## What the exercise asks
Extract each line of the records below that contains the string "coyote", and copy those lines in full.

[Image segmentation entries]
-*-*-

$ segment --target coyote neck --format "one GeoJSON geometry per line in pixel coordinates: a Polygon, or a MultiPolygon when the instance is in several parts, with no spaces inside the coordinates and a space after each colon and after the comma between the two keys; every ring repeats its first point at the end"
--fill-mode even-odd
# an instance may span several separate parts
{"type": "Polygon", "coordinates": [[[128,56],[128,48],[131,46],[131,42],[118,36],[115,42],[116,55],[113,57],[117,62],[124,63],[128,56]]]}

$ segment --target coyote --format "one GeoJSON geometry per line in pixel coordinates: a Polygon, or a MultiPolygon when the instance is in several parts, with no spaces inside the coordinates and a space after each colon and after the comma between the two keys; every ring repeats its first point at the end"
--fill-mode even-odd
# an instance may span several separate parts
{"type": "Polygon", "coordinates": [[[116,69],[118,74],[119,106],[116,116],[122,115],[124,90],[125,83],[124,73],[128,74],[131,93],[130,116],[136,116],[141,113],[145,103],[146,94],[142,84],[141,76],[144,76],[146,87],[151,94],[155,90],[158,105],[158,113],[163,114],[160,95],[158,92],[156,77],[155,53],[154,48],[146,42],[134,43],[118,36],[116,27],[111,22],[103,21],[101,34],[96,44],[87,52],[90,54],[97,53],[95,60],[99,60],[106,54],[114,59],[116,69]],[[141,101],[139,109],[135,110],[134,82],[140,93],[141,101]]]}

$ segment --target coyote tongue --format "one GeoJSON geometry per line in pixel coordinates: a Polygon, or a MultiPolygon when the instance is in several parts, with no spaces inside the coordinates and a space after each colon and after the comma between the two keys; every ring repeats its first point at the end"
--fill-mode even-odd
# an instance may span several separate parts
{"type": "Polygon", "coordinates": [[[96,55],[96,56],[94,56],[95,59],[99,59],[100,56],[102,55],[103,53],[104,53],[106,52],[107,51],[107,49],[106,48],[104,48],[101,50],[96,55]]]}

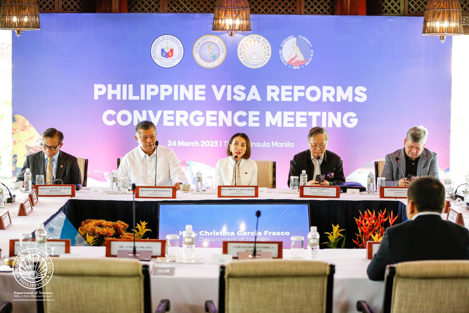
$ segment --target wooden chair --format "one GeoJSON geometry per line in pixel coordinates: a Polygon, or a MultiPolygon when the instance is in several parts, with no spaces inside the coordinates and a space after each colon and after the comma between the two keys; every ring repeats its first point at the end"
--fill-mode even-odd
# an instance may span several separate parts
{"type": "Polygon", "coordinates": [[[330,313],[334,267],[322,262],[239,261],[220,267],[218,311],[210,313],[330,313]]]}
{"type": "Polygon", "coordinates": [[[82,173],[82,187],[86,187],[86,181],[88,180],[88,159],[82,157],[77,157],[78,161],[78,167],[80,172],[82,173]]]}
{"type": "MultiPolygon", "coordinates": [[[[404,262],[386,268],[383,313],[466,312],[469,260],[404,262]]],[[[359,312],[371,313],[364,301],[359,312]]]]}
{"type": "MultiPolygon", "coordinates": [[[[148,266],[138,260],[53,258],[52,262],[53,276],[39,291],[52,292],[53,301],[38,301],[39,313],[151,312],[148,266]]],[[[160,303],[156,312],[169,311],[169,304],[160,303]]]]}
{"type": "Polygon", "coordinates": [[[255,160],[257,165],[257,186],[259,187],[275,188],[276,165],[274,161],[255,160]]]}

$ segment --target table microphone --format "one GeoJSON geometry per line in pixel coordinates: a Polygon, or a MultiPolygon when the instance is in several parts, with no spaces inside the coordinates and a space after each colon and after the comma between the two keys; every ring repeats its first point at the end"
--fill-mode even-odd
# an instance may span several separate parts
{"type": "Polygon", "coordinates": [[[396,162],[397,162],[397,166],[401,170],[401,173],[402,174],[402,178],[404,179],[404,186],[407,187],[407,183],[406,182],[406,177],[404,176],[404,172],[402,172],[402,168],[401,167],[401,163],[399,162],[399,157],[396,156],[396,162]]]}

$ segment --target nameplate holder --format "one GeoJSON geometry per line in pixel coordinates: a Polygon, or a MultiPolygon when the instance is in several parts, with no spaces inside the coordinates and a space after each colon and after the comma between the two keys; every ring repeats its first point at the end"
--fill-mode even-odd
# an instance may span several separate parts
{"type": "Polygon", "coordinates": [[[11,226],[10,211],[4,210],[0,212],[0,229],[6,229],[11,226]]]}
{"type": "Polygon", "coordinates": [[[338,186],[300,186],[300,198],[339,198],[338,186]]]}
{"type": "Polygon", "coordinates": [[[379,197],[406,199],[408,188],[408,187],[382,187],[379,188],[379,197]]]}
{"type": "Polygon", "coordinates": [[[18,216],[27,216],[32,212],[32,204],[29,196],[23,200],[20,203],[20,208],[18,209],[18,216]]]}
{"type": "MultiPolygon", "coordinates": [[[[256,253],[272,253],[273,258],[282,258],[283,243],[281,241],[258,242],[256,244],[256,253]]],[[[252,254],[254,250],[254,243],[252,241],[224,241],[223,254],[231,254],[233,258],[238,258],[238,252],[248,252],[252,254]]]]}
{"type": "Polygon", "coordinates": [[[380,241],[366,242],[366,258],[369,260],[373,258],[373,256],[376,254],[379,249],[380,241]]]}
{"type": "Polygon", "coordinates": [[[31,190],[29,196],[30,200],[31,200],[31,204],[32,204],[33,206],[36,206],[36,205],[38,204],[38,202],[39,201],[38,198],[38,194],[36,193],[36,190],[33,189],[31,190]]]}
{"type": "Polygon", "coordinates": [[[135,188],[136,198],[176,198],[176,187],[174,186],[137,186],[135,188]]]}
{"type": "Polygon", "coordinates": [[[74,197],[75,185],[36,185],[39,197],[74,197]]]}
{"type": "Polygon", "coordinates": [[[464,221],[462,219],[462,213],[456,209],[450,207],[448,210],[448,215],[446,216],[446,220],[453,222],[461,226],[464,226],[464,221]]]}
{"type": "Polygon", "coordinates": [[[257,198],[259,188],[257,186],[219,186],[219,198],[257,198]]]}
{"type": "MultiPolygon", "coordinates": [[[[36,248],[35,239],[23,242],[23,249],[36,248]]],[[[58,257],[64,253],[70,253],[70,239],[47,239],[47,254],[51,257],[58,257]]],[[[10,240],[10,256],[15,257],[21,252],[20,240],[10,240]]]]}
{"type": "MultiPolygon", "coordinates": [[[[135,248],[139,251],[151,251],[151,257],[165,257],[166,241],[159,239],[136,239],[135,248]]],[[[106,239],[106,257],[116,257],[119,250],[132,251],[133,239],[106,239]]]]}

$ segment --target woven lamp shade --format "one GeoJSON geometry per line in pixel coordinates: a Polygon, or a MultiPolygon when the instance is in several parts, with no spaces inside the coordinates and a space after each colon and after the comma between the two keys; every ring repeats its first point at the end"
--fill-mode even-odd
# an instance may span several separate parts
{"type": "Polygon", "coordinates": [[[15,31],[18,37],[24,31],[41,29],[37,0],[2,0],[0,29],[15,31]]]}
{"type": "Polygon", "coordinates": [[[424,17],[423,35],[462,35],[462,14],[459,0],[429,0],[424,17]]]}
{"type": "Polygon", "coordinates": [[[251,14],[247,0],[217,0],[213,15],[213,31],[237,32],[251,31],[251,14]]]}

-*-*-

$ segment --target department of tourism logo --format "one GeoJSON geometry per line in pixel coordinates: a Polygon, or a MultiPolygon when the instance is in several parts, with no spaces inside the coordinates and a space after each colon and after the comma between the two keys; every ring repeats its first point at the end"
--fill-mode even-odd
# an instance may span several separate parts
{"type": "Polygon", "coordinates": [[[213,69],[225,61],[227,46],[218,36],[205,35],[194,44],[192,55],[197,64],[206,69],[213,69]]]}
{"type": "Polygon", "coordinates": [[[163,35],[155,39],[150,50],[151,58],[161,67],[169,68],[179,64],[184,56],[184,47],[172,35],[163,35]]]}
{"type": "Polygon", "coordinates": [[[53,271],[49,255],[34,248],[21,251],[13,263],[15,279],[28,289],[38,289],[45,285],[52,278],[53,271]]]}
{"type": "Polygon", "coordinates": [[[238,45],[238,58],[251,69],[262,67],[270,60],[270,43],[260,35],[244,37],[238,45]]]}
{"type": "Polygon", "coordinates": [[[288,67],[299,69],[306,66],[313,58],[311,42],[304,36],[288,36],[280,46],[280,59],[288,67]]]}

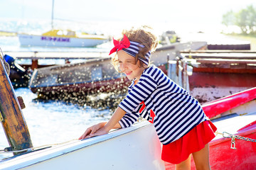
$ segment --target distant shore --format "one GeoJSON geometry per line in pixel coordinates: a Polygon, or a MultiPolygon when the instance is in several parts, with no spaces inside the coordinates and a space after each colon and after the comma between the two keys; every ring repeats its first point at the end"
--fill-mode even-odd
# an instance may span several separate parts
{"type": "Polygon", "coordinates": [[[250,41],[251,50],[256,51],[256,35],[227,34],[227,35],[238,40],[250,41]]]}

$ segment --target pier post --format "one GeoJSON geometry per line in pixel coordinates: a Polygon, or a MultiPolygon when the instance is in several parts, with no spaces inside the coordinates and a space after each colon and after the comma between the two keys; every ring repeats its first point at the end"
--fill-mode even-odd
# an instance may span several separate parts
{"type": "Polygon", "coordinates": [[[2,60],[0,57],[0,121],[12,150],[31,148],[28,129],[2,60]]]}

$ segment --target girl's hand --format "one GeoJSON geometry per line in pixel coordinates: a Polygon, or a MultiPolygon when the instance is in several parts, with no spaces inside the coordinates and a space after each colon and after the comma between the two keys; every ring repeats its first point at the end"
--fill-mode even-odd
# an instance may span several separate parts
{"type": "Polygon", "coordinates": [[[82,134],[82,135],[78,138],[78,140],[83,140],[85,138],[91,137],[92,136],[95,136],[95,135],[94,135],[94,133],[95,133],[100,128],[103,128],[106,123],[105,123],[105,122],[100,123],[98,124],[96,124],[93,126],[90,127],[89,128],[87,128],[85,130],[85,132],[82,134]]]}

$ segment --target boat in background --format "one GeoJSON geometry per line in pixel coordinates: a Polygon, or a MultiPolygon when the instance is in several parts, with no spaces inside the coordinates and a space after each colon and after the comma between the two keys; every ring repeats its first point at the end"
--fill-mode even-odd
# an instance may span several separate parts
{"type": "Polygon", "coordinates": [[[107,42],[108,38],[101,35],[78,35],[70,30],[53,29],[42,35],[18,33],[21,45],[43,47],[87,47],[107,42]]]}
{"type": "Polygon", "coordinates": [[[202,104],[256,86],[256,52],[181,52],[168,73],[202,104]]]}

-*-*-

## Task output
$ segment --target coyote neck --format "one GeoJSON geometry per line in pixel coordinates: a Polygon, or a MultiPolygon when the instance is in several parts, with no spaces inside the coordinates and a space after each colon and after the comma between the two keys; every ring repeats its first point at the end"
$ segment --target coyote --format "one GeoJSON geometry per line in pixel coordinates: a Polygon, or a MultiPolygon when the instance is in several parts, with no spaces inside the coordinates and a space after each colon and after the comma between the two keys; every ring repeats its first point at the end"
$ segment --target coyote tongue --format "one GeoJSON geometry per line in pixel coordinates: a Polygon, or a MultiPolygon when the instance is in several parts, with no spaces inside the coordinates and a space after each colon and after the comma between the two keys; every ring repeats its first point at the end"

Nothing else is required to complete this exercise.